Continue the court holding on composition tax for works contractors from where it stops.

■ Quoted passage:
####

Held that:- The principle of promissory estoppel having been indicated to be attracted to a situation of the present nature as what the statute provided for earlier is an option and that option after having been exercised the consequence are sought to be changed by subsequent variation of the law is unreasonable, same logic holds good in respect of any liability fastened for the period from April 1, 2005 to March 31, 2007.
However, the position continues to be the same in respect of all dealers other than works contractors and in the case of works contractors from April 1, 2007 onwards the liability as indicated in section 15(5)(e) of the Act though is independently mentioned is to be read as part of composition as offered under section 15(1) of the Act and it has to be worked on such premise for persons who have opted for payment of tax by way of composition and who are dealers, on and after April 1, 2007 onwards.
In this view of the matter, all reassessment orders for levy of additional burden on the premise of the liability under section 3(2) of the Act for the period prior to April 1, 2007 and also any penalties levied under section 72(2) of the Act and the consequential levy of interest and penalty including any prosecution launched covering the period only on the premise that the tax paid by the petitioners by way of composition falls short of the amount indicated in the reassessment order, stands quashed by issue of a writ of certiorari.

####

■ Information given:
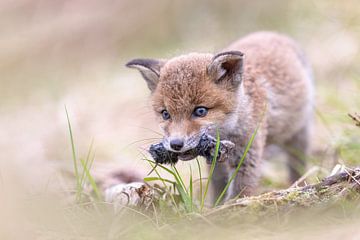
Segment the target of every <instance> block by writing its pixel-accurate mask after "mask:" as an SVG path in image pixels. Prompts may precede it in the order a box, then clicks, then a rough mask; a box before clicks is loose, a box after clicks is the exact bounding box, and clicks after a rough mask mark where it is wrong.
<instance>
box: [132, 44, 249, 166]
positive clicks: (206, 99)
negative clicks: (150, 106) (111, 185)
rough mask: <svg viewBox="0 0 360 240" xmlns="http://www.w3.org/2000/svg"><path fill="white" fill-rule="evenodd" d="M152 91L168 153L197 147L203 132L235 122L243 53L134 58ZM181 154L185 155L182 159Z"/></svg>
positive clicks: (186, 149) (133, 64) (164, 142)
mask: <svg viewBox="0 0 360 240" xmlns="http://www.w3.org/2000/svg"><path fill="white" fill-rule="evenodd" d="M126 66H128V67H131V68H136V69H138V70H139V71H140V73H141V74H142V76H143V77H144V79H145V80H146V82H147V85H148V87H149V89H150V90H151V93H152V105H153V108H154V110H155V112H156V115H157V116H158V119H159V121H160V123H161V124H160V125H161V128H162V129H163V130H164V135H165V136H164V140H163V144H164V146H165V147H166V148H167V149H168V150H169V151H174V152H181V153H184V156H183V157H182V159H183V160H188V158H190V157H191V156H186V154H185V153H186V152H189V151H190V150H192V149H193V148H195V147H196V146H197V145H198V143H199V140H200V137H201V135H202V134H203V133H205V132H207V131H209V130H212V131H214V129H216V128H217V127H219V128H221V127H225V126H226V125H229V124H232V122H234V117H236V107H237V95H238V94H237V92H238V91H237V90H238V88H239V87H240V85H241V80H242V68H243V54H242V53H241V52H237V51H232V52H223V53H220V54H217V55H215V56H214V55H212V54H200V53H191V54H188V55H183V56H180V57H176V58H173V59H170V60H153V59H134V60H132V61H130V62H129V63H127V64H126ZM180 158H181V157H180Z"/></svg>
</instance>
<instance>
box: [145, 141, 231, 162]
mask: <svg viewBox="0 0 360 240" xmlns="http://www.w3.org/2000/svg"><path fill="white" fill-rule="evenodd" d="M234 147H235V145H234V143H232V142H230V141H227V140H222V141H220V144H219V151H218V154H217V158H216V161H218V162H224V161H225V159H226V156H227V155H228V154H229V153H230V152H231V150H232V149H233V148H234ZM215 152H216V139H215V138H214V137H212V136H210V135H207V134H203V135H202V136H201V138H200V141H199V144H198V145H197V146H196V148H194V149H190V150H188V151H186V152H181V153H179V152H172V151H168V150H167V149H166V148H165V147H164V145H163V144H162V143H157V144H153V145H151V146H150V149H149V153H150V155H151V156H152V158H153V159H154V160H155V162H156V163H157V164H176V163H177V162H178V160H182V161H188V160H191V159H194V158H196V157H197V156H202V157H205V158H206V162H207V163H209V164H210V163H211V162H212V161H213V159H214V157H215V155H216V154H215Z"/></svg>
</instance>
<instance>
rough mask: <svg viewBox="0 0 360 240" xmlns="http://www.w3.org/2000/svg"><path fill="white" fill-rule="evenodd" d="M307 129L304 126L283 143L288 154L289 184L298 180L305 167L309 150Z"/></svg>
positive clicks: (304, 168) (305, 126) (303, 171)
mask: <svg viewBox="0 0 360 240" xmlns="http://www.w3.org/2000/svg"><path fill="white" fill-rule="evenodd" d="M308 143H309V127H308V126H305V127H303V128H302V129H301V130H300V131H298V132H297V133H296V134H295V135H294V136H293V137H292V138H291V139H290V140H288V141H287V142H286V143H285V149H284V150H285V151H286V152H287V154H288V168H289V178H290V181H291V183H293V182H295V181H296V180H298V179H299V178H300V177H301V175H302V173H304V171H305V167H306V161H305V160H306V157H307V156H308V150H309V144H308Z"/></svg>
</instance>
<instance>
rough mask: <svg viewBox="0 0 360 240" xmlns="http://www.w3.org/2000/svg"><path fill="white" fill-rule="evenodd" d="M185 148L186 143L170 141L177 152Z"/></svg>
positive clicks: (172, 148)
mask: <svg viewBox="0 0 360 240" xmlns="http://www.w3.org/2000/svg"><path fill="white" fill-rule="evenodd" d="M183 146H184V141H183V140H181V139H174V140H171V141H170V147H171V148H172V149H174V150H175V151H179V150H181V149H182V147H183Z"/></svg>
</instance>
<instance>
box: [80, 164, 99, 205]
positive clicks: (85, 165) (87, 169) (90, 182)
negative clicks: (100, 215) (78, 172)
mask: <svg viewBox="0 0 360 240" xmlns="http://www.w3.org/2000/svg"><path fill="white" fill-rule="evenodd" d="M80 163H81V165H82V167H83V168H84V171H85V173H86V177H87V179H88V180H89V183H90V185H91V187H92V189H93V190H94V193H95V195H96V197H97V199H98V200H101V199H102V197H101V193H100V191H99V188H98V186H97V184H96V182H95V180H94V178H93V177H92V176H91V174H90V169H89V168H88V166H86V164H85V161H84V160H83V159H80Z"/></svg>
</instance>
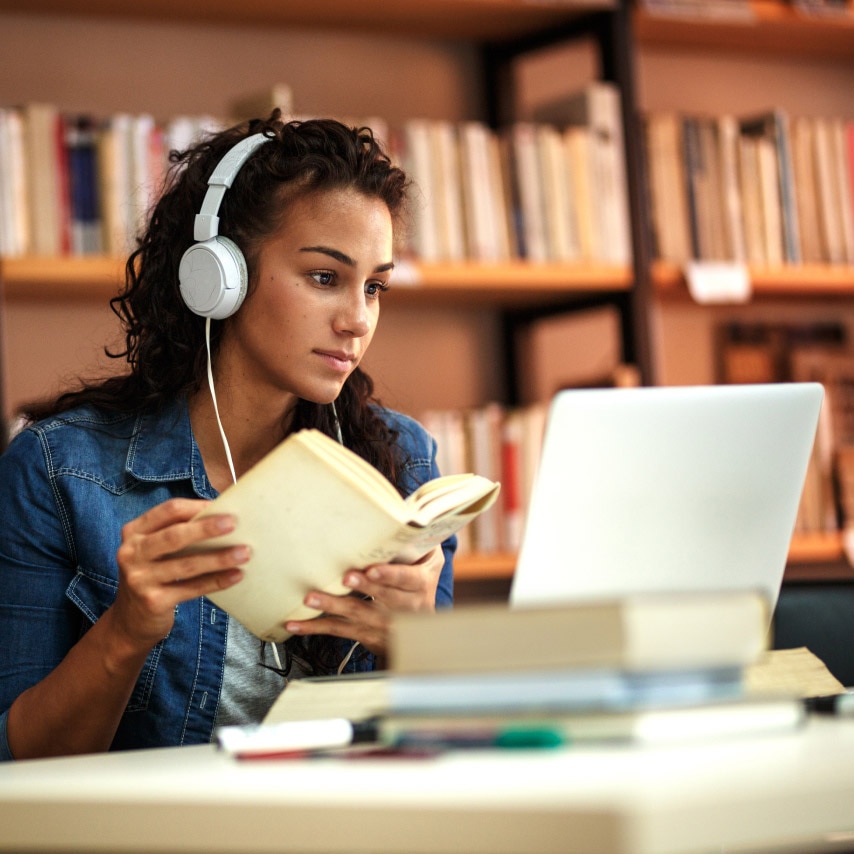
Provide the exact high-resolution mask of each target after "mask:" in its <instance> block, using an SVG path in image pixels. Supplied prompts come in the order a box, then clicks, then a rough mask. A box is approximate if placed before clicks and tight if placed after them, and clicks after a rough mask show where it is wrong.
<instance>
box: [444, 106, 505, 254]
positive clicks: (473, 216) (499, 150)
mask: <svg viewBox="0 0 854 854" xmlns="http://www.w3.org/2000/svg"><path fill="white" fill-rule="evenodd" d="M457 141H458V144H459V147H460V153H459V157H460V172H461V176H462V177H461V184H462V200H463V224H464V230H465V234H466V248H467V257H468V258H470V259H471V260H473V261H486V262H491V261H501V260H507V259H508V258H510V257H511V256H512V255H515V254H516V253H515V251H511V248H510V234H511V232H510V230H509V223H510V220H511V218H512V214H511V212H510V209H511V207H512V200H511V198H510V196H509V195H508V190H509V186H507V184H506V182H505V177H504V176H505V171H506V170H509V164H508V163H507V162H506V153H504V152H502V151H501V146H500V144H499V141H498V139H496V137H495V134H494V133H493V132H492V131H491V130H490V129H489V127H487V125H486V124H484V123H483V122H477V121H466V122H461V123H460V124H459V126H458V128H457ZM514 240H515V238H514Z"/></svg>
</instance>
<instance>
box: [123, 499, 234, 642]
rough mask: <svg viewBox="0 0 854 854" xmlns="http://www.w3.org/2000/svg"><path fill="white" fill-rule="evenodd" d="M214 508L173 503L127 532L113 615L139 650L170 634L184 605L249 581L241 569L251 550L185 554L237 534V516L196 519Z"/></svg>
mask: <svg viewBox="0 0 854 854" xmlns="http://www.w3.org/2000/svg"><path fill="white" fill-rule="evenodd" d="M208 506H210V502H209V501H203V500H199V499H189V498H173V499H170V500H169V501H166V502H164V503H163V504H159V505H157V506H156V507H153V508H152V509H151V510H149V511H147V512H146V513H143V514H142V516H139V517H138V518H136V519H134V520H133V521H132V522H128V523H127V524H126V525H125V526H124V527H123V528H122V543H121V545H120V546H119V549H118V552H117V553H116V559H117V561H118V565H119V588H118V592H117V594H116V601H115V603H114V604H113V606H112V608H111V611H112V612H113V615H112V616H113V620H114V624H115V626H116V628H117V629H118V630H120V631H122V632H123V634H124V635H125V636H126V638H127V639H128V640H129V641H130V642H131V644H132V645H133V646H135V647H136V648H138V649H145V650H148V649H151V647H153V646H154V645H155V644H156V643H157V642H158V641H160V640H162V639H163V638H164V637H166V635H167V634H169V632H170V630H171V629H172V624H173V621H174V613H175V606H176V605H177V604H178V603H180V602H184V601H187V600H189V599H195V598H197V597H199V596H204V595H206V594H208V593H213V592H214V591H216V590H223V589H225V588H227V587H231V586H232V585H234V584H236V583H237V582H238V581H240V579H241V578H242V577H243V573H242V571H241V570H240V568H239V567H240V565H241V564H243V563H246V561H247V560H249V556H250V551H249V548H248V547H246V546H232V547H228V548H224V549H219V550H216V551H210V552H199V553H197V554H186V553H183V552H184V550H185V549H187V548H188V547H190V546H194V545H196V544H198V543H201V542H203V541H204V540H207V539H210V538H211V537H216V536H220V535H222V534H228V533H230V532H231V531H233V530H234V519H233V518H232V517H231V516H226V515H212V516H206V517H204V518H202V519H194V517H195V516H196V515H197V514H198V513H199V512H200V511H202V510H204V509H205V507H208Z"/></svg>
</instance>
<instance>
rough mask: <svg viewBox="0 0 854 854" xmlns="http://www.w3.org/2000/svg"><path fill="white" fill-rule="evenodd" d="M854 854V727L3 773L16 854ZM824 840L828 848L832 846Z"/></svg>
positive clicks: (114, 757) (30, 766)
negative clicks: (447, 753) (162, 852)
mask: <svg viewBox="0 0 854 854" xmlns="http://www.w3.org/2000/svg"><path fill="white" fill-rule="evenodd" d="M840 838H847V845H841V844H838V843H837V844H835V845H832V846H831V848H830V850H837V851H838V850H843V849H844V848H846V847H847V848H849V849H854V720H850V719H849V720H825V719H820V720H811V721H810V722H809V725H808V726H807V727H806V729H805V730H803V731H801V732H798V733H793V734H790V735H784V736H767V737H764V738H758V739H751V740H750V741H744V740H726V741H722V740H719V741H713V742H712V743H709V744H707V745H691V746H690V747H681V748H667V749H662V748H657V749H645V750H640V749H630V748H616V747H615V748H604V747H598V748H595V749H594V748H589V747H586V748H570V749H566V750H559V751H543V752H537V751H523V752H514V751H488V752H483V753H472V752H468V753H457V754H453V755H446V756H443V757H441V758H438V759H437V758H434V759H421V760H419V759H406V760H401V759H388V758H386V759H379V760H377V759H372V760H368V759H350V760H341V759H335V760H333V759H314V760H307V761H306V760H300V761H297V760H284V761H256V762H236V761H233V760H231V759H229V758H228V757H226V756H224V755H222V754H219V753H217V752H216V750H215V749H214V748H212V747H207V746H202V747H191V748H179V749H167V750H155V751H145V752H138V753H125V754H111V755H104V756H90V757H80V758H70V759H58V760H56V759H54V760H36V761H29V762H20V763H17V764H6V765H4V766H0V850H2V851H40V852H47V851H77V852H83V851H85V852H95V851H101V852H105V851H114V852H146V854H156V852H178V851H183V852H205V854H219V853H220V852H240V854H255V852H273V851H277V852H278V851H281V852H302V854H305V853H306V852H364V853H365V854H367V852H372V854H378V852H396V854H400V853H401V852H418V854H424V852H433V853H434V854H435V852H454V854H460V852H465V851H470V852H484V854H485V853H486V852H489V854H503V853H504V852H514V853H515V854H535V852H561V854H565V852H575V851H578V852H585V854H596V852H609V854H615V852H691V851H709V852H711V851H714V852H717V854H720V852H721V851H722V850H726V851H730V850H738V849H747V848H750V847H751V846H761V850H763V851H766V850H768V849H769V848H773V847H776V848H780V849H781V850H808V851H817V850H824V849H825V846H826V845H827V844H829V842H828V841H833V840H838V839H840ZM822 840H824V841H822Z"/></svg>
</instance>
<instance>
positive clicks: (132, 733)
mask: <svg viewBox="0 0 854 854" xmlns="http://www.w3.org/2000/svg"><path fill="white" fill-rule="evenodd" d="M381 415H382V416H383V418H384V419H385V420H386V421H387V423H389V424H390V425H391V426H393V427H394V428H395V429H397V430H398V431H399V439H398V443H399V445H400V447H401V448H402V450H403V453H404V457H405V458H406V468H405V481H406V482H405V489H406V491H407V492H410V491H412V490H413V489H415V488H416V487H417V486H418V485H419V484H420V483H423V482H424V481H426V480H429V479H430V478H431V477H435V476H437V475H438V473H439V472H438V469H437V466H436V455H435V442H434V441H433V440H432V439H431V437H430V436H429V434H428V433H427V432H426V431H425V430H424V429H423V428H422V427H421V426H420V425H419V424H418V423H417V422H415V421H413V420H412V419H410V418H408V417H406V416H404V415H401V414H399V413H396V412H392V411H391V410H381ZM216 494H217V493H216V491H215V490H214V489H213V487H212V486H211V484H210V483H209V481H208V479H207V476H206V474H205V469H204V465H203V463H202V458H201V455H200V453H199V449H198V446H197V445H196V442H195V439H194V438H193V432H192V429H191V427H190V418H189V412H188V409H187V404H186V401H184V400H181V401H177V402H175V403H174V404H173V405H172V406H171V407H169V408H168V409H166V410H165V411H163V412H161V413H159V414H148V415H141V416H140V415H123V414H115V413H106V412H103V411H99V410H95V409H92V408H88V407H81V408H79V409H75V410H71V411H69V412H67V413H64V414H62V415H61V416H58V417H54V418H51V419H48V420H46V421H43V422H41V423H39V424H37V425H35V426H32V427H30V428H28V429H26V430H24V431H23V432H22V433H20V434H19V435H18V436H16V437H15V439H14V440H13V441H12V443H11V444H10V446H9V448H8V450H7V451H6V453H5V454H3V456H2V457H0V508H2V515H3V522H2V528H0V759H11V758H13V757H12V755H11V753H10V750H9V745H8V740H7V736H6V721H7V716H8V710H9V707H10V706H11V704H12V702H13V701H14V700H15V698H16V697H17V696H18V695H19V694H21V693H22V692H23V691H24V690H26V689H27V688H28V687H30V686H31V685H34V684H35V683H37V682H39V681H41V680H42V679H43V678H44V677H45V676H47V674H48V673H50V672H51V671H52V670H53V669H54V668H55V667H56V666H57V665H58V664H59V663H60V661H62V659H63V658H64V657H65V655H66V653H67V652H68V651H69V649H70V648H71V647H72V646H73V645H74V644H75V643H76V642H77V641H78V640H79V639H80V637H81V636H82V635H83V634H84V632H86V630H87V629H88V628H89V627H90V626H91V625H92V624H93V623H94V622H95V621H96V620H97V619H98V618H99V617H100V616H101V615H102V614H103V613H104V612H105V611H106V610H107V608H109V606H110V605H111V604H112V602H113V601H114V599H115V595H116V589H117V586H118V566H117V563H116V550H117V549H118V547H119V543H120V537H121V528H122V526H123V525H124V524H125V523H127V522H129V521H131V520H132V519H135V518H136V517H137V516H139V515H140V514H142V513H143V512H145V511H146V510H148V509H149V508H151V507H153V506H155V505H156V504H160V503H161V502H163V501H166V500H167V499H169V498H174V497H187V498H207V499H212V498H215V497H216ZM455 546H456V541H455V540H454V538H451V539H450V540H448V541H447V542H446V543H445V544H444V551H445V566H444V568H443V570H442V574H441V577H440V580H439V588H438V591H437V594H436V604H437V606H439V607H441V606H443V605H445V606H446V605H449V604H450V603H451V600H452V597H453V578H452V556H453V551H454V548H455ZM227 624H228V616H227V615H226V614H225V613H224V612H223V611H222V610H220V609H218V608H216V607H215V606H214V605H213V604H212V603H211V602H210V601H208V600H207V599H205V598H199V599H195V600H191V601H188V602H183V603H181V604H180V605H179V606H178V607H177V608H176V613H175V621H174V626H173V628H172V630H171V631H170V633H169V635H168V636H167V637H166V638H165V639H164V640H162V641H161V642H160V643H158V644H157V645H156V646H155V647H154V649H152V650H151V652H150V654H149V655H148V658H147V660H146V662H145V665H144V666H143V669H142V672H141V673H140V675H139V679H138V681H137V683H136V686H135V688H134V691H133V694H132V696H131V698H130V701H129V703H128V705H127V708H126V709H125V712H124V715H123V716H122V719H121V723H120V724H119V727H118V731H117V732H116V736H115V739H114V741H113V744H112V749H114V750H119V749H128V748H142V747H159V746H169V745H182V744H195V743H202V742H208V741H210V738H211V734H212V731H213V726H214V721H215V719H216V712H217V704H218V702H219V696H220V689H221V687H222V680H223V669H224V665H225V642H226V629H227Z"/></svg>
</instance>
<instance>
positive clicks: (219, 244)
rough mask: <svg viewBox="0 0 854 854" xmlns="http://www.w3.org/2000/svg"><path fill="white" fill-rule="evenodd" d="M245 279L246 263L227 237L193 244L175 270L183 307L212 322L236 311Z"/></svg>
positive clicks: (221, 319) (234, 246)
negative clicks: (178, 282) (211, 319)
mask: <svg viewBox="0 0 854 854" xmlns="http://www.w3.org/2000/svg"><path fill="white" fill-rule="evenodd" d="M248 279H249V274H248V272H247V269H246V259H245V258H244V257H243V253H242V252H241V251H240V249H239V248H238V246H237V244H236V243H235V242H234V241H233V240H229V239H228V238H227V237H212V238H210V239H209V240H205V241H202V242H201V243H195V244H193V245H192V246H191V247H190V248H189V249H188V250H187V251H186V252H185V253H184V255H183V256H182V258H181V263H180V265H179V267H178V280H179V283H180V287H181V296H182V297H183V299H184V302H185V303H186V304H187V307H188V308H189V309H190V311H192V312H194V313H195V314H199V315H201V316H202V317H210V318H212V319H214V320H224V319H225V318H226V317H229V316H231V315H232V314H234V313H235V312H236V311H237V309H238V308H240V305H241V303H242V302H243V299H244V297H245V296H246V288H247V285H248Z"/></svg>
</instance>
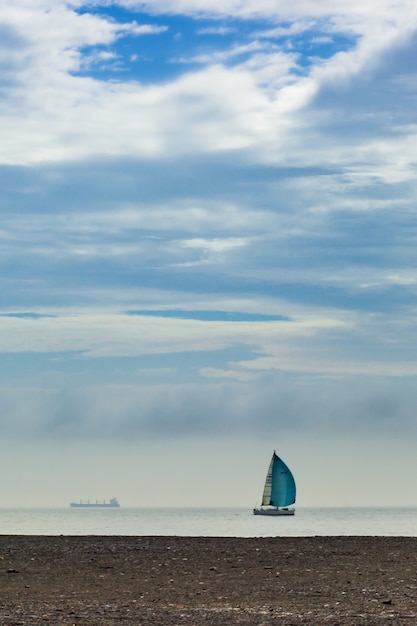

####

■ Response for this exercise:
In this view of the matter, the show-cause notices issued in the case of petitioners in W.P. No. 2416 of 2008 at annexure D stand quashed by issue of a writ of certiorari. The petitioners having confined their challenge to the assessment orders up to the period March 31, 2007 and with the declaration of law that the provision of section 15(5)(e) of the Act as it operates from April 1, 2007 is a valid provision, other consequences in law follows.
Section 4(3)(d) of Act No. 6 of 2007 is declared unconstitutional in so far as it pertains to the deeming provision of making clause (e) of sub-section (5) of section 15 of the Act operative from April 1, 2006 being an unreasonable provision having deleterious consequences on the petitioners.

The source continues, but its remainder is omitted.